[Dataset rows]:

# # # #

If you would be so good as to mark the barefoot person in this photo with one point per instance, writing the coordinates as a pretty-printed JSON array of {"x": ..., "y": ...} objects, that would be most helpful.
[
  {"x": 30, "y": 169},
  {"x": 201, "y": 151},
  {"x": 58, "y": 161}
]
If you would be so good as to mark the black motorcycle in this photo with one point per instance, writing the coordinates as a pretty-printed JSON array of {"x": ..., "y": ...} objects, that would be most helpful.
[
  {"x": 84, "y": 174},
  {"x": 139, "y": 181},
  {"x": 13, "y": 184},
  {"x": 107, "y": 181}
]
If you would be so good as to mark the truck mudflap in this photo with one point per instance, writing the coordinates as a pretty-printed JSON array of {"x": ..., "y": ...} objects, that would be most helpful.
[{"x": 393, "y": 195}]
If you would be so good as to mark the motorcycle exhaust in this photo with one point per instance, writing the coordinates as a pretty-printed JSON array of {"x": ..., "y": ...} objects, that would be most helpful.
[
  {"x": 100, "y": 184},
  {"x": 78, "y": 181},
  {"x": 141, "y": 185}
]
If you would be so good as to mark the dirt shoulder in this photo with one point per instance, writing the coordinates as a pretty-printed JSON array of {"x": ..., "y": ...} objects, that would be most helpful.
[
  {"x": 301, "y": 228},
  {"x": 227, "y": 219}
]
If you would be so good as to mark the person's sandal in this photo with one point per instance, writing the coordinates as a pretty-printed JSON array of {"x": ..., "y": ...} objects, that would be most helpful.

# # # #

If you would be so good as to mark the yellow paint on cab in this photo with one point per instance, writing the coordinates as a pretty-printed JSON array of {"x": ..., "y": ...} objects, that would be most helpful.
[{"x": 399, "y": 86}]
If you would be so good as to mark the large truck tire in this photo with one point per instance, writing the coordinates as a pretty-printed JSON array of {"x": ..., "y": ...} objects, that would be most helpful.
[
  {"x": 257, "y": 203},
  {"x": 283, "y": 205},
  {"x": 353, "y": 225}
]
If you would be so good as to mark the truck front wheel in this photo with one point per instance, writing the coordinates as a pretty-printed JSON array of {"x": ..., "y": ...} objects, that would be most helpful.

# # # #

[The request]:
List every line of the data above that contains the word "truck", treating uppercase and lowercase as different.

[Expected output]:
If you would be so good as to mark the truck mudflap in this photo with one point per instance, writing the coordinates as a pretty-printed JSON array of {"x": ..., "y": ...} objects, that would be most helpful.
If you would be so good as to mark the large truck tire in this photo with one point per instance, writing the coordinates as a pretty-printed JSON array of {"x": ..., "y": ...} objects, that would be most helpful.
If you would be so good as to mark the truck front wheel in this photo with one point per instance, writing the coordinates as a pretty-printed JSON array of {"x": ..., "y": ...} objects, that would be most helpful.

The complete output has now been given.